Aim of the task:
Swap "marker" for "dot" everywhere in the listing below and write the whole listing out again with nothing else changed. Leave the pictures out.

Input:
---

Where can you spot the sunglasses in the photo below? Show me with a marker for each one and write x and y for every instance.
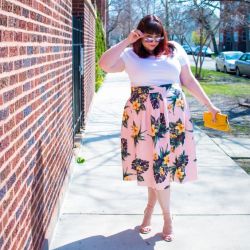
(151, 39)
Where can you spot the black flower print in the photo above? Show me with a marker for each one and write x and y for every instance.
(126, 175)
(178, 169)
(136, 133)
(161, 165)
(177, 134)
(155, 100)
(138, 97)
(176, 100)
(158, 128)
(124, 148)
(125, 118)
(140, 166)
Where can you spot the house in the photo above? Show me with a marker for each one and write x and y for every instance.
(234, 29)
(47, 82)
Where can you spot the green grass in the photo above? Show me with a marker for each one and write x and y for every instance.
(225, 84)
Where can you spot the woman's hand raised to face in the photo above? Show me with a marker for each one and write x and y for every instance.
(134, 35)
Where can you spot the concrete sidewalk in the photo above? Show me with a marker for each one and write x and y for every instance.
(102, 212)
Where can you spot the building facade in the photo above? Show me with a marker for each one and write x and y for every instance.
(235, 26)
(47, 81)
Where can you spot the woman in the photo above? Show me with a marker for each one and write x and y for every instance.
(157, 144)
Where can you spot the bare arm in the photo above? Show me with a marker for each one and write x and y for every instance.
(110, 60)
(193, 86)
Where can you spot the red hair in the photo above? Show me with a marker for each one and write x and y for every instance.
(151, 24)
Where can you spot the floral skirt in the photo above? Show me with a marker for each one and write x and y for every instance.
(157, 141)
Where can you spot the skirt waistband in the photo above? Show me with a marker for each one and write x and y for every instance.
(152, 88)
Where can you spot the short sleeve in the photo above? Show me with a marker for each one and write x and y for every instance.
(181, 54)
(125, 55)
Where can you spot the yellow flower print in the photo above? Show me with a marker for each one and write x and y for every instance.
(173, 135)
(153, 130)
(155, 156)
(166, 160)
(143, 97)
(179, 173)
(136, 105)
(162, 172)
(179, 103)
(125, 116)
(180, 127)
(138, 168)
(135, 130)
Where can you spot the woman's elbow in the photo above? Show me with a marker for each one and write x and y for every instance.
(102, 65)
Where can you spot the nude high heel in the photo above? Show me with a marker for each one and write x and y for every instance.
(167, 232)
(146, 224)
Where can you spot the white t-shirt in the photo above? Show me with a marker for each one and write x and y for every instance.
(152, 70)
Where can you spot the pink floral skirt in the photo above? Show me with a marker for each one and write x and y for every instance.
(157, 141)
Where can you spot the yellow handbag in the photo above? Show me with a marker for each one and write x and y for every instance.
(221, 122)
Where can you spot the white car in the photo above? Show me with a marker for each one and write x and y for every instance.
(226, 61)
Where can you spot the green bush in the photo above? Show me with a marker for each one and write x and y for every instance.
(100, 47)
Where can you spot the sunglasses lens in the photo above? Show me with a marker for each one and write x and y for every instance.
(150, 39)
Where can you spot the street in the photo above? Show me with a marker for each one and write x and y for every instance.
(208, 63)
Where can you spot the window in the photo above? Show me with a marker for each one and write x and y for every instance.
(228, 36)
(243, 36)
(221, 37)
(236, 36)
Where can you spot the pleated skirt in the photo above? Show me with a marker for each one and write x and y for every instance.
(157, 140)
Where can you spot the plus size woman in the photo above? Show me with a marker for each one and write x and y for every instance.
(157, 140)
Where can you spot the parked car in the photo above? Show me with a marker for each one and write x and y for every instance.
(205, 51)
(226, 61)
(189, 50)
(243, 65)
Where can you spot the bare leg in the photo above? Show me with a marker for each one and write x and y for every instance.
(163, 197)
(146, 224)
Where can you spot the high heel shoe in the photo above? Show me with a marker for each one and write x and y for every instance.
(167, 232)
(147, 220)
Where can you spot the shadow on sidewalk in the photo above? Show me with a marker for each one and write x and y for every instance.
(128, 239)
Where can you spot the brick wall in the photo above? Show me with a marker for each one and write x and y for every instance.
(35, 116)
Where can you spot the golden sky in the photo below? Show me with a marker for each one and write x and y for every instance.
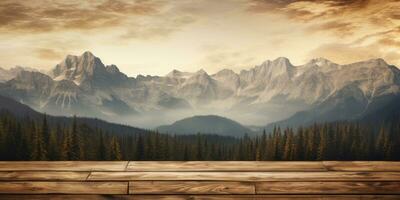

---

Response for this exercise:
Where can you spot the sunglasses in the photo below? Show me with a dot for each one and write x and y for every instance.
(151, 39)
Where can you spot the black flower print in the photo above? Show me with a dot for each one and write x and y for every instance.
(126, 175)
(178, 169)
(136, 133)
(161, 165)
(177, 134)
(155, 100)
(138, 97)
(176, 100)
(158, 128)
(124, 148)
(125, 118)
(140, 166)
Where can you spot the house in the photo above? Show me with a dot for each one and write x and y for every instance.
(234, 29)
(47, 82)
Where can you spot the green grass in the photo above? Show me with a dot for each one and write x and y for every instance.
(225, 84)
Where can you spot the woman's hand raised to face in the photo above? Show me with a dot for each one and write x and y for every instance.
(134, 35)
Where can you spot the concrete sidewalk in the photo above? Show me with a dot for each one and write x and y for every instance.
(102, 212)
Where can you spot the building facade in the photo above? Show me with a dot for each one and write x and y for every instance.
(235, 26)
(47, 81)
Where can you spot the woman in the photo above? Show me with a dot for each one and write x and y for every instance.
(157, 144)
Where can you spot the bare arm in the photo above? Show me with a dot for each one and write x and y for every instance.
(110, 60)
(193, 86)
Where can you spot the red hair in the photo above? Show me with a dot for each one and write x and y for every instance.
(151, 24)
Where can you spot the floral skirt in the photo above? Show me with a dot for each one and write x and y for every instance.
(157, 141)
Where can you spot the skirt waistband in the photo above? Show me with a dot for each one and write x and y for every instance.
(152, 88)
Where can you spot the short sleeve in the photo above? Show me with a dot for each one and write x and y for every instance.
(181, 54)
(125, 55)
Where can you spot the yellow flower print in the photo above? Show me with a dot for each one and write x and y for every instance.
(173, 135)
(153, 130)
(155, 156)
(166, 160)
(143, 97)
(179, 173)
(136, 105)
(162, 172)
(179, 103)
(125, 116)
(180, 127)
(138, 168)
(135, 130)
Where can you spot the woman's elbow in the photo above? Show me with a dot for each one and write x and y for every instance.
(102, 65)
Where can you spot the nude high heel in the photo above? Show me with a dot for each one and write x and y for every instance.
(167, 232)
(146, 224)
Where can you spot the white t-shirt in the photo above? Show me with a dot for each one and write x and y for every instance.
(152, 70)
Where can you spot the pink floral skirt in the photo above? Show me with a dot for each one and write x and y for every instance.
(157, 141)
Where can you spot the yellow handbag in the photo above? Show me with a dot for each one and write x and y for every instance.
(221, 122)
Where can you spot the white car in the photo above? Show me with a dot for each one and write x and y for every instance.
(226, 61)
Where can you spot the green bush in the photo above? Show me with a dot for each one and write x and y for every instance.
(100, 47)
Where can you spot the sunglasses lens in the photo above? Show me with a dot for each one and write x and y for every instance.
(150, 39)
Where can you spot the street in the photo above? Show me with a dot for each one and write x and y for every instance.
(208, 63)
Where can you spot the window in the photo above? Show me with a dot for each one and write x and y for every instance.
(228, 36)
(243, 36)
(221, 37)
(236, 36)
Where can you spot the pleated skirt in the photo above? Show me with a dot for each one and write x and y for every instance.
(157, 140)
Where can you spot the plus size woman in the photo above? Show me with a dot for each one and write x and y for every instance.
(157, 140)
Where can you spot the parked car in the photo above? Show me with a dot for each one and write x and y for every instance.
(205, 51)
(226, 61)
(189, 50)
(243, 65)
Where can you spot the bare leg in the photo above? Show me with a dot for each one and write x and y for every instance.
(163, 197)
(146, 224)
Where can you spot the high heel shoe in the photo above? Show me with a dot for each one and write x and y for every instance.
(167, 232)
(147, 220)
Where can you spot the shadow on sidewalk in the photo above? Show me with a dot for each one and write x and y for every instance.
(128, 239)
Where can you spot the brick wall in the photo above? Show me with a dot for each one and write x and y for every instance.
(35, 116)
Where can you spot the golden sky in the photo below? Show me with a dot for each one and write x and y for every instance.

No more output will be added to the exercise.